[PROBLEM DESCRIPTION]:
Starting at the first line of the items and stopping after the line that contains "242], [39, 255]]", rewrite every line, including the requests, adding 77 to each polygon coordinate in the answers and leaving all other numbers unchanged. Omit the pictures from your answer.

[Stored data items]
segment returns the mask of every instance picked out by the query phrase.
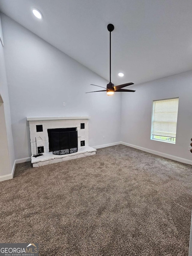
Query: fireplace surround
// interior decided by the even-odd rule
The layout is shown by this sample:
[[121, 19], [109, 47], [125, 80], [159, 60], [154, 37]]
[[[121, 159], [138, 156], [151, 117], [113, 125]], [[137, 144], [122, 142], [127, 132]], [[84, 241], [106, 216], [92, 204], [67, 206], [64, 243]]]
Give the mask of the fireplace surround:
[[[90, 118], [88, 116], [27, 118], [29, 122], [33, 167], [95, 155], [96, 149], [88, 145]], [[35, 138], [38, 148], [44, 149], [43, 155], [36, 158], [32, 156], [36, 153]]]

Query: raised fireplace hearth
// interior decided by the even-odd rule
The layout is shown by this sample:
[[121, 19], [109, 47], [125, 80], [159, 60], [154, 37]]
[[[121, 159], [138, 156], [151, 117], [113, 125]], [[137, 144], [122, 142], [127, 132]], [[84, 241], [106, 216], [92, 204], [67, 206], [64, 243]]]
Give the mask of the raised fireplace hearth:
[[[27, 117], [34, 167], [95, 154], [88, 145], [89, 117]], [[43, 155], [32, 156], [40, 149]]]

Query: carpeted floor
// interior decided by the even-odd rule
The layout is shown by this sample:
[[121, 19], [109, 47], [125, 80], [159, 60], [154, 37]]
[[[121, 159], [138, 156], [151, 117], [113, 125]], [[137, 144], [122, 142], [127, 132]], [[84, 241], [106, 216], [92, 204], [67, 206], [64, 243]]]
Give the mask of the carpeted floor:
[[187, 256], [192, 166], [122, 145], [0, 182], [0, 242], [39, 255]]

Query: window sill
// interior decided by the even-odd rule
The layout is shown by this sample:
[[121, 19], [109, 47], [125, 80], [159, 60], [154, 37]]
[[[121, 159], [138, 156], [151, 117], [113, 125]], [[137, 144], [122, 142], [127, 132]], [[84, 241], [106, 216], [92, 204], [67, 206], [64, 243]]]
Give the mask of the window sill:
[[157, 141], [160, 141], [161, 142], [165, 142], [166, 143], [170, 143], [171, 144], [175, 144], [176, 142], [175, 141], [169, 141], [166, 140], [158, 140], [157, 139], [151, 139], [152, 140], [156, 140]]

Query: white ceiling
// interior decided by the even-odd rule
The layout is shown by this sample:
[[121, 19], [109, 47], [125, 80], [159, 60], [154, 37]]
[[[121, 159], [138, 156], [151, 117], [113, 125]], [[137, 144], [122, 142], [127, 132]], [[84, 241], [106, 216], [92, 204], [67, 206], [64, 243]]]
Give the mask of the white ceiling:
[[[34, 16], [32, 7], [41, 11], [42, 20]], [[113, 24], [112, 80], [116, 85], [192, 70], [191, 0], [0, 0], [0, 10], [107, 80], [106, 26]]]

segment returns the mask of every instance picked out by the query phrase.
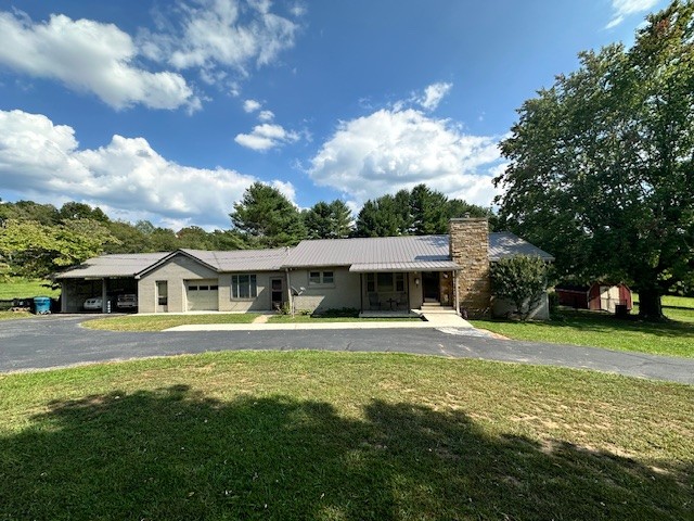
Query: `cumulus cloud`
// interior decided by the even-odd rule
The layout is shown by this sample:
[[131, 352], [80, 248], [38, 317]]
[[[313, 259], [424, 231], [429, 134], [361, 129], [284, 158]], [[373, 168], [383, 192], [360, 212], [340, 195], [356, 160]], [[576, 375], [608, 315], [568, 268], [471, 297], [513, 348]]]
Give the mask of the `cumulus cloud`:
[[143, 138], [114, 136], [104, 147], [80, 150], [69, 126], [0, 111], [0, 190], [28, 199], [85, 201], [125, 218], [223, 227], [232, 204], [256, 180], [226, 168], [179, 165]]
[[262, 105], [260, 104], [260, 102], [256, 101], [256, 100], [245, 100], [243, 102], [243, 110], [245, 112], [247, 112], [248, 114], [250, 114], [252, 112], [256, 112], [257, 110], [259, 110]]
[[260, 119], [261, 122], [271, 122], [272, 119], [274, 119], [274, 113], [272, 111], [260, 111], [260, 114], [258, 114], [258, 119]]
[[[162, 24], [156, 34], [142, 30], [142, 47], [149, 58], [179, 69], [222, 66], [247, 74], [248, 64], [268, 65], [294, 46], [298, 23], [273, 13], [271, 7], [260, 0], [181, 3], [180, 24]], [[293, 9], [291, 14], [300, 16], [303, 11]]]
[[264, 123], [253, 127], [250, 134], [240, 134], [234, 138], [236, 143], [247, 149], [256, 151], [266, 151], [281, 147], [286, 143], [298, 141], [300, 136], [298, 132], [285, 130], [282, 125], [272, 125]]
[[606, 29], [612, 29], [625, 21], [625, 17], [643, 13], [653, 9], [658, 3], [658, 0], [612, 0], [612, 9], [614, 11], [613, 20], [605, 26]]
[[424, 182], [487, 206], [500, 163], [496, 137], [464, 135], [413, 109], [381, 110], [342, 123], [310, 161], [308, 175], [360, 204]]
[[420, 97], [419, 103], [427, 111], [434, 111], [448, 94], [453, 84], [433, 84], [424, 89], [424, 96]]
[[138, 49], [113, 24], [57, 14], [34, 23], [22, 13], [0, 12], [0, 65], [34, 77], [56, 79], [93, 92], [115, 109], [200, 106], [177, 73], [151, 73], [136, 64]]

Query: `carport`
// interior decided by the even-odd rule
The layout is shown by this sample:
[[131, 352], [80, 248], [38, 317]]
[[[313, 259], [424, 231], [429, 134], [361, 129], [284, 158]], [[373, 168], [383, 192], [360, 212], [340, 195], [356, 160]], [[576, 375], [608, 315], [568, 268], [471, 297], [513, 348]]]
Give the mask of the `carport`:
[[167, 253], [113, 254], [89, 259], [55, 276], [61, 282], [61, 313], [81, 313], [87, 298], [101, 297], [102, 313], [115, 310], [116, 296], [138, 294], [136, 276]]

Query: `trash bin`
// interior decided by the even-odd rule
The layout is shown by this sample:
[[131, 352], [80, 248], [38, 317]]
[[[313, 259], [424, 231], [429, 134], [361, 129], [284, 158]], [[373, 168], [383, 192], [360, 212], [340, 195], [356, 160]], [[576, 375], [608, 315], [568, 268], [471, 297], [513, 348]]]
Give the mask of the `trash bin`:
[[37, 315], [48, 315], [51, 313], [51, 297], [50, 296], [35, 296], [34, 297], [34, 313]]
[[627, 318], [629, 316], [629, 308], [626, 304], [617, 304], [615, 306], [615, 316], [617, 318]]

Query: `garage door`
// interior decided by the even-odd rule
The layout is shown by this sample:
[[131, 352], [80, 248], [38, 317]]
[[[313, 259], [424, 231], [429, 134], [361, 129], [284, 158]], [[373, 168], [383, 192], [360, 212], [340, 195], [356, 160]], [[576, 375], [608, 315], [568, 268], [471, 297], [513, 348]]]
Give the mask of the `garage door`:
[[189, 312], [216, 312], [219, 309], [219, 282], [217, 279], [189, 280], [185, 282]]

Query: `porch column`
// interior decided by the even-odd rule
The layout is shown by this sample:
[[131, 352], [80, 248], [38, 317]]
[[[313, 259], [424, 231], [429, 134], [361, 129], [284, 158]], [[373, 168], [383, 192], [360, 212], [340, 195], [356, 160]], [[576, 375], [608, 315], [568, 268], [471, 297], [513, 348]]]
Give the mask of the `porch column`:
[[101, 313], [106, 313], [108, 297], [106, 294], [106, 279], [101, 279]]
[[458, 270], [453, 270], [453, 305], [455, 306], [455, 314], [460, 315], [460, 297], [458, 296]]

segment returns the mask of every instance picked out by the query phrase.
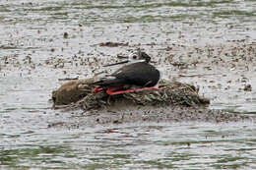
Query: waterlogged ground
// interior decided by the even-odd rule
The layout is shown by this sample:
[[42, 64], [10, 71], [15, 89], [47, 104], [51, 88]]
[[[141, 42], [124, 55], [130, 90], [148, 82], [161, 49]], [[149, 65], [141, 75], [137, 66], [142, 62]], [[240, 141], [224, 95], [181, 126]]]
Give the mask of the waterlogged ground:
[[[64, 83], [59, 79], [92, 77], [140, 47], [164, 79], [199, 85], [210, 108], [254, 117], [255, 6], [252, 0], [1, 0], [0, 167], [255, 169], [253, 119], [52, 127], [80, 118], [52, 110], [48, 101]], [[99, 45], [107, 41], [124, 44]]]

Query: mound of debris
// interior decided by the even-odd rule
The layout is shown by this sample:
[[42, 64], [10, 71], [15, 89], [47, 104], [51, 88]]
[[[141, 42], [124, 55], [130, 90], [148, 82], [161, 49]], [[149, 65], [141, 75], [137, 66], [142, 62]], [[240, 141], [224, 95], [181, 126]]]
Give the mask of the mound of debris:
[[[198, 106], [210, 103], [210, 100], [199, 96], [199, 88], [188, 84], [161, 80], [159, 83], [160, 90], [137, 91], [111, 95], [105, 91], [95, 93], [95, 79], [71, 81], [52, 92], [55, 108], [82, 108], [84, 110], [98, 110], [111, 107], [119, 102], [133, 105], [160, 106], [183, 105]], [[65, 106], [63, 106], [65, 105]]]

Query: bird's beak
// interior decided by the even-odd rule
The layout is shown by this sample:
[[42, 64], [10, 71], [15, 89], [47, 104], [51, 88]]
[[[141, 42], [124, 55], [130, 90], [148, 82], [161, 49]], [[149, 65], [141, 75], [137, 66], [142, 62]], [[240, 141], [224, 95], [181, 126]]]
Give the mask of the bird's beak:
[[150, 61], [150, 63], [154, 63], [154, 64], [156, 64], [156, 63], [158, 63], [157, 61]]
[[129, 60], [125, 60], [125, 61], [121, 61], [121, 62], [118, 62], [118, 63], [107, 64], [107, 65], [104, 65], [103, 67], [115, 66], [115, 65], [118, 65], [118, 64], [124, 64], [124, 63], [128, 63], [128, 62], [129, 62]]

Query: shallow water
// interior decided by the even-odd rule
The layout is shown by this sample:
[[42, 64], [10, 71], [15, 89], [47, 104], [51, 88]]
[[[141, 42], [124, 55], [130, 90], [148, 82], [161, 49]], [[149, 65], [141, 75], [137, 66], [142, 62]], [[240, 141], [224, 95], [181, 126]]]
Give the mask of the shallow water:
[[[223, 53], [208, 59], [206, 52], [202, 58], [198, 53], [186, 56], [194, 47], [217, 50], [227, 44], [229, 49], [236, 45], [232, 40], [244, 40], [237, 46], [255, 45], [255, 6], [252, 0], [2, 0], [1, 168], [255, 169], [256, 127], [250, 122], [47, 128], [49, 122], [70, 115], [52, 110], [48, 101], [51, 91], [63, 84], [58, 79], [92, 77], [102, 63], [137, 47], [155, 57], [163, 78], [200, 85], [201, 93], [213, 101], [210, 108], [254, 114], [254, 59], [243, 61]], [[106, 41], [129, 46], [97, 45]], [[167, 47], [172, 51], [163, 50]], [[173, 54], [173, 62], [198, 60], [198, 67], [181, 70], [164, 62]], [[226, 61], [213, 65], [218, 59]], [[234, 59], [239, 59], [235, 67]], [[252, 91], [239, 89], [247, 84]]]

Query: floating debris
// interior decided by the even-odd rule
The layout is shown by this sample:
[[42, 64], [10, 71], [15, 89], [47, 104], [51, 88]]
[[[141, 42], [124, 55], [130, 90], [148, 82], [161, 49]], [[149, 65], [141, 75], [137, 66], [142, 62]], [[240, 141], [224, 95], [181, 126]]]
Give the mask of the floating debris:
[[252, 90], [251, 85], [245, 85], [243, 90], [251, 91]]

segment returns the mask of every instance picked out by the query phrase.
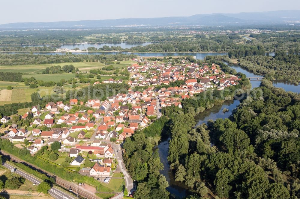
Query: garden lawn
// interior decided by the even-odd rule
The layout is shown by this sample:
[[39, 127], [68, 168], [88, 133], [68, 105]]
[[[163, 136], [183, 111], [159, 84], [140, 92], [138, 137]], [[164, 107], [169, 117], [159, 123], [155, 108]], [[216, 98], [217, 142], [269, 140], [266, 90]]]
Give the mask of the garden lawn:
[[123, 185], [125, 184], [124, 179], [112, 178], [110, 180], [108, 184], [104, 184], [104, 186], [116, 192], [121, 192], [123, 191]]

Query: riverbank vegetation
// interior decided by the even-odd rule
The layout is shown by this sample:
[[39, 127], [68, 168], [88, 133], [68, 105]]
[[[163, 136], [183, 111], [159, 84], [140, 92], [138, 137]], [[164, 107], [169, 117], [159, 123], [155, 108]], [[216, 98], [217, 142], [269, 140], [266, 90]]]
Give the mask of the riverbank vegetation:
[[241, 67], [257, 74], [265, 74], [271, 80], [287, 80], [296, 84], [300, 82], [300, 54], [277, 52], [273, 57], [250, 56], [238, 60]]
[[[266, 80], [262, 84], [272, 86]], [[249, 96], [230, 119], [192, 129], [194, 110], [175, 116], [168, 160], [176, 180], [188, 186], [194, 197], [300, 196], [299, 96], [272, 87], [260, 88], [263, 96]]]

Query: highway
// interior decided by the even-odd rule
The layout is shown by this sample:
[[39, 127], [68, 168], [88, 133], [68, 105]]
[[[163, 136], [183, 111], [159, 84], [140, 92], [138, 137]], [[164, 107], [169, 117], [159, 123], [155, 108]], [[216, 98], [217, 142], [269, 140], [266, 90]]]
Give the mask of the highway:
[[[49, 176], [53, 176], [52, 174], [50, 173], [49, 172], [47, 172], [46, 171], [43, 170], [40, 168], [37, 168], [35, 166], [33, 165], [32, 164], [30, 164], [30, 163], [27, 162], [25, 162], [24, 160], [20, 160], [19, 158], [13, 157], [10, 154], [5, 151], [1, 151], [1, 153], [2, 154], [6, 156], [9, 156], [11, 160], [14, 160], [18, 162], [26, 162], [27, 164], [30, 165], [31, 166], [32, 169], [34, 169], [37, 170], [38, 169], [39, 170], [42, 170], [44, 173], [46, 173], [48, 174]], [[70, 188], [72, 189], [73, 192], [75, 194], [76, 194], [77, 193], [78, 189], [78, 194], [82, 197], [84, 197], [86, 198], [87, 198], [88, 199], [100, 199], [100, 198], [95, 195], [93, 193], [89, 191], [85, 190], [83, 188], [80, 186], [78, 186], [78, 184], [74, 184], [70, 182], [69, 182], [68, 181], [63, 180], [63, 179], [62, 179], [62, 178], [61, 178], [57, 176], [56, 177], [56, 184], [62, 186], [63, 187], [67, 188], [68, 189], [67, 189], [68, 190]], [[59, 190], [58, 191], [59, 191]], [[99, 192], [100, 192], [100, 190], [98, 190], [98, 191]], [[109, 193], [106, 192], [105, 192], [105, 193]], [[115, 194], [116, 193], [114, 193]], [[66, 198], [65, 198], [65, 199], [67, 199]]]
[[[34, 183], [38, 184], [42, 182], [29, 173], [21, 171], [8, 163], [5, 163], [3, 164], [3, 166], [11, 170], [14, 169], [15, 173], [23, 176]], [[68, 193], [65, 193], [53, 187], [49, 190], [49, 192], [51, 196], [55, 198], [75, 199], [76, 198]]]

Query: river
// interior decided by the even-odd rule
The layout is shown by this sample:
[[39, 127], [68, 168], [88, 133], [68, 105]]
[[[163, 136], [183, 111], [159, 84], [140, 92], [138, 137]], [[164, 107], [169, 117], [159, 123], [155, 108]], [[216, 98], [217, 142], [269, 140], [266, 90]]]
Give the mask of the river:
[[[75, 47], [76, 48], [76, 47]], [[99, 47], [98, 47], [99, 48]], [[17, 53], [30, 53], [30, 52], [5, 52], [3, 53], [8, 54], [16, 54]], [[225, 55], [227, 54], [227, 53], [215, 53], [215, 52], [203, 52], [203, 53], [153, 53], [153, 52], [82, 52], [72, 53], [72, 54], [74, 55], [116, 55], [122, 53], [127, 54], [134, 54], [141, 56], [147, 57], [157, 57], [164, 56], [195, 56], [196, 59], [203, 59], [205, 57], [208, 55]], [[33, 52], [35, 55], [61, 55], [66, 54], [66, 53], [58, 53], [56, 52]]]
[[[230, 64], [225, 62], [229, 66], [234, 68], [238, 72], [246, 74], [248, 77], [262, 77], [262, 75], [257, 75], [251, 71], [240, 67], [238, 65]], [[260, 84], [260, 80], [251, 80], [250, 82], [252, 88], [259, 87]], [[286, 91], [300, 92], [300, 85], [296, 85], [286, 81], [273, 81], [273, 84], [274, 86], [282, 88]], [[195, 117], [195, 120], [197, 124], [200, 125], [203, 123], [206, 123], [209, 120], [215, 120], [218, 118], [224, 119], [228, 118], [232, 114], [232, 111], [240, 104], [240, 101], [237, 100], [226, 101], [221, 105], [214, 106], [212, 108], [205, 110], [200, 113]], [[229, 111], [223, 112], [223, 109], [226, 108]], [[160, 161], [164, 164], [164, 170], [161, 173], [166, 178], [169, 183], [169, 186], [167, 190], [171, 194], [176, 195], [180, 198], [182, 198], [187, 195], [188, 188], [186, 187], [183, 183], [176, 182], [172, 171], [170, 169], [170, 165], [167, 160], [169, 152], [169, 140], [162, 140], [157, 147], [160, 154]]]
[[[87, 48], [90, 47], [94, 47], [95, 48], [102, 48], [103, 46], [108, 46], [110, 47], [111, 46], [120, 46], [123, 48], [130, 48], [132, 47], [135, 47], [138, 46], [144, 46], [147, 45], [151, 44], [152, 43], [151, 42], [144, 42], [142, 43], [128, 43], [126, 42], [107, 42], [104, 43], [83, 43], [78, 44], [63, 44], [61, 46], [56, 48], [68, 48], [69, 50], [74, 49], [75, 48], [78, 48], [80, 50], [87, 49]], [[5, 46], [5, 45], [3, 45], [3, 46]], [[18, 46], [16, 45], [11, 45], [10, 46]], [[43, 47], [44, 46], [50, 46], [50, 45], [49, 44], [22, 44], [21, 45], [22, 47], [32, 47], [35, 46], [36, 47]]]

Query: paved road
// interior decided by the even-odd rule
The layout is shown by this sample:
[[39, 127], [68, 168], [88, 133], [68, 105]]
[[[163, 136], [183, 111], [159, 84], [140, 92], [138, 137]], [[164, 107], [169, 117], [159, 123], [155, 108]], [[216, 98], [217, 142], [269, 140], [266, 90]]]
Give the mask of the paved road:
[[159, 102], [159, 99], [158, 96], [156, 96], [156, 115], [157, 115], [157, 119], [158, 119], [161, 117], [161, 107], [160, 106], [160, 103]]
[[[12, 156], [12, 155], [11, 155], [10, 154], [3, 151], [1, 151], [1, 153], [3, 154], [9, 156], [10, 160], [13, 160], [18, 162], [26, 162], [27, 164], [31, 166], [32, 169], [37, 170], [39, 169], [42, 171], [44, 173], [47, 174], [50, 176], [52, 176], [53, 175], [52, 174], [48, 172], [43, 170], [40, 168], [37, 168], [36, 166], [29, 163], [26, 162], [22, 160], [15, 157]], [[78, 194], [83, 197], [84, 197], [85, 198], [87, 198], [88, 199], [97, 199], [100, 198], [99, 197], [95, 195], [94, 193], [91, 192], [89, 191], [85, 190], [83, 188], [80, 186], [78, 186], [77, 184], [75, 184], [57, 176], [56, 177], [56, 184], [63, 187], [67, 188], [68, 189], [70, 189], [70, 187], [71, 189], [73, 190], [73, 192], [75, 194], [77, 193], [77, 189], [78, 189]], [[59, 191], [59, 190], [58, 191]], [[99, 191], [99, 190], [98, 190], [98, 191]], [[105, 193], [108, 193], [107, 192], [105, 192]], [[66, 199], [66, 198], [65, 198], [65, 199]]]
[[[105, 110], [104, 115], [105, 115], [106, 113], [107, 112], [107, 111], [108, 109], [110, 108], [110, 106], [111, 104], [110, 103], [110, 105], [109, 105], [108, 108], [107, 109]], [[103, 121], [103, 117], [102, 117], [102, 118], [101, 119], [99, 123], [99, 124], [101, 123]], [[95, 136], [96, 135], [96, 134], [98, 131], [98, 127], [97, 127], [97, 128], [96, 128], [96, 129], [95, 130], [95, 132], [94, 132], [94, 134], [93, 134], [93, 136], [90, 139], [77, 139], [77, 140], [86, 140], [87, 141], [93, 141], [95, 140]], [[106, 138], [107, 138], [108, 137], [108, 136], [106, 137]], [[109, 143], [111, 144], [112, 146], [112, 148], [115, 151], [115, 154], [116, 154], [116, 159], [118, 161], [118, 167], [119, 167], [120, 169], [120, 171], [122, 172], [123, 173], [123, 174], [124, 175], [124, 179], [125, 179], [125, 185], [126, 186], [126, 188], [128, 191], [128, 193], [131, 193], [132, 192], [134, 191], [134, 190], [133, 190], [134, 187], [132, 179], [131, 178], [130, 175], [127, 172], [127, 170], [126, 169], [126, 168], [125, 167], [125, 165], [124, 164], [124, 162], [123, 162], [123, 157], [122, 156], [122, 150], [120, 145], [116, 144], [113, 143], [111, 142], [109, 140], [101, 140], [101, 142], [103, 142]], [[118, 152], [117, 152], [117, 151], [118, 151]]]
[[[23, 176], [34, 183], [39, 184], [42, 182], [42, 181], [30, 175], [29, 173], [20, 170], [6, 163], [5, 163], [3, 164], [3, 166], [9, 169], [14, 169], [15, 173]], [[51, 196], [55, 198], [64, 199], [75, 199], [76, 198], [70, 194], [64, 192], [62, 191], [53, 187], [51, 187], [51, 189], [49, 190], [49, 193], [51, 195]]]
[[[124, 162], [123, 162], [123, 159], [122, 157], [122, 149], [121, 148], [120, 145], [116, 144], [109, 140], [102, 140], [101, 141], [103, 142], [109, 143], [112, 146], [115, 151], [116, 159], [118, 161], [118, 166], [119, 167], [121, 171], [124, 175], [126, 188], [128, 191], [129, 193], [132, 193], [132, 192], [134, 191], [133, 190], [133, 182], [132, 179], [128, 173], [126, 169], [126, 167], [125, 167], [125, 165], [124, 164]], [[117, 151], [118, 151], [117, 152]]]

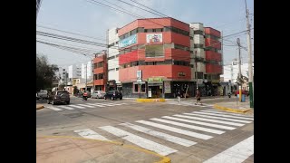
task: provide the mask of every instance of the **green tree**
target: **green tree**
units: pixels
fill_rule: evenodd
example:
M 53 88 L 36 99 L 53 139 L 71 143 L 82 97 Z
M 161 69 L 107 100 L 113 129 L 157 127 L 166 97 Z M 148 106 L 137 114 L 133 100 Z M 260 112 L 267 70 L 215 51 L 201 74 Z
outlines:
M 36 53 L 36 91 L 52 88 L 53 81 L 57 78 L 57 65 L 49 64 L 45 56 Z

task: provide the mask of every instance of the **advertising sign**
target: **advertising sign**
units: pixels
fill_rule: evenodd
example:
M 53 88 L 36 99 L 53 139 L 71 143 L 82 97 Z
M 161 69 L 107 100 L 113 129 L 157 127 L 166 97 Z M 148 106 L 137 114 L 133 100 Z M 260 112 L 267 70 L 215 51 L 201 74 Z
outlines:
M 164 93 L 171 93 L 171 87 L 169 81 L 164 81 Z
M 161 43 L 162 34 L 146 34 L 146 43 Z
M 123 40 L 121 40 L 119 42 L 119 47 L 123 48 L 123 47 L 129 46 L 129 45 L 136 43 L 137 43 L 137 34 L 134 34 L 134 35 L 127 37 Z

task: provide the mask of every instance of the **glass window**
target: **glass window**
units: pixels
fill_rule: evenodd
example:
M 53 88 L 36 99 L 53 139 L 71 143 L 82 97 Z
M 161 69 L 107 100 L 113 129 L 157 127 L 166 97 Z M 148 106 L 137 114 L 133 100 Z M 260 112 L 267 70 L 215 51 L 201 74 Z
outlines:
M 145 84 L 141 85 L 141 92 L 145 92 Z
M 138 84 L 134 84 L 134 91 L 138 92 Z

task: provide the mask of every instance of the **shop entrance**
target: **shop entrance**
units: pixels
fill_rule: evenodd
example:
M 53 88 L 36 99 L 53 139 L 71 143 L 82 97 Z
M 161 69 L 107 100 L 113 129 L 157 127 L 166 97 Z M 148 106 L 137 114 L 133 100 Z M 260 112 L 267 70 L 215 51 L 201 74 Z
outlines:
M 149 86 L 149 91 L 151 91 L 151 98 L 162 98 L 162 86 Z

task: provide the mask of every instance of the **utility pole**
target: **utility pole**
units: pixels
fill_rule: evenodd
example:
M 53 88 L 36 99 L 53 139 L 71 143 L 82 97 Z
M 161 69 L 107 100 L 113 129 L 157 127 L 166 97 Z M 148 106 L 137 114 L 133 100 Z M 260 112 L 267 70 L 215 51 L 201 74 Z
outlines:
M 238 45 L 238 80 L 241 81 L 242 80 L 242 69 L 241 69 L 241 64 L 242 64 L 242 61 L 241 61 L 241 43 L 239 41 L 239 38 L 237 39 L 237 43 Z M 242 83 L 239 83 L 238 86 L 238 94 L 239 94 L 239 101 L 242 101 Z
M 252 67 L 252 44 L 251 44 L 251 24 L 249 24 L 249 12 L 246 5 L 246 30 L 247 30 L 247 53 L 248 53 L 248 86 L 250 92 L 250 108 L 254 108 L 254 82 L 253 82 L 253 67 Z

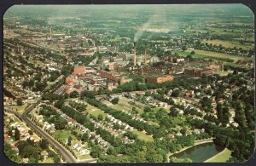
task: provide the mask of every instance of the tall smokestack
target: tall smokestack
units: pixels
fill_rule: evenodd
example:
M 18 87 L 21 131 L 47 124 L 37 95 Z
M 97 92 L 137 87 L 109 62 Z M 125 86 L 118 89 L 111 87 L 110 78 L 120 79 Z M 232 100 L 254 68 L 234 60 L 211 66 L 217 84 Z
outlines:
M 133 55 L 133 66 L 136 66 L 137 64 L 137 57 L 136 57 L 136 42 L 134 42 L 134 46 L 133 46 L 133 49 L 134 49 L 134 55 Z
M 144 65 L 147 66 L 147 43 L 145 44 L 145 55 L 144 55 Z

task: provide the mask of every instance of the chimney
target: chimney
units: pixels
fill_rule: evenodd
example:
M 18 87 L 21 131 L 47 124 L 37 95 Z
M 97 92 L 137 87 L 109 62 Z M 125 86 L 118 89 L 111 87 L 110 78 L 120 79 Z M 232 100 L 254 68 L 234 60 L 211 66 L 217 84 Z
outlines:
M 133 46 L 133 49 L 134 49 L 134 55 L 133 55 L 133 66 L 136 66 L 137 64 L 137 57 L 136 57 L 136 42 L 134 43 L 134 46 Z

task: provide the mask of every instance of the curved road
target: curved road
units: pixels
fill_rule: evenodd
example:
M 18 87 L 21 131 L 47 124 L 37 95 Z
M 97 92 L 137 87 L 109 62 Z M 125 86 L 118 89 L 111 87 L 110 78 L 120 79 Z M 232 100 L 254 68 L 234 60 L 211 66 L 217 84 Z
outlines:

[ANSWER TO THE EXERCISE]:
segment returns the mask of every instance picked out by the query phrase.
Query: fireplace surround
// interior decided by the even-odd rule
The layout is shown by this sample:
[[121, 19], [109, 47], [125, 80], [159, 60], [154, 37]]
[[[121, 159], [138, 156], [151, 117], [113, 125]], [[137, 144], [122, 142], [127, 132]], [[84, 241], [106, 216], [92, 204], [67, 206], [64, 243]]]
Give the mask of the fireplace surround:
[[[167, 195], [165, 193], [104, 195], [106, 199], [110, 244], [172, 232], [173, 226], [165, 222]], [[112, 215], [115, 225], [121, 226], [120, 232], [113, 235], [109, 233], [113, 230]]]

Query: raised fireplace hearth
// interior decided by the even-odd rule
The layout is shown by this sample:
[[121, 19], [109, 47], [125, 80], [159, 60], [154, 37]]
[[[121, 159], [138, 156], [151, 117], [113, 125]], [[137, 144], [122, 142], [127, 132]], [[84, 241], [106, 216], [92, 204], [67, 206], [64, 243]]]
Give the mask of the raised fireplace hearth:
[[[104, 194], [111, 244], [172, 231], [165, 222], [166, 194]], [[120, 232], [109, 233], [117, 226]]]

Query: carpeted floor
// interior decided by the even-odd rule
The layout is shown by this sample:
[[121, 19], [109, 47], [125, 80], [159, 60], [154, 37]]
[[[121, 159], [138, 156], [151, 117], [113, 125]], [[137, 144], [122, 142], [127, 132]], [[84, 241], [106, 216], [92, 204], [67, 206], [64, 243]]]
Give the mask of the carpeted floor:
[[264, 333], [269, 243], [199, 222], [77, 259], [77, 319], [116, 332]]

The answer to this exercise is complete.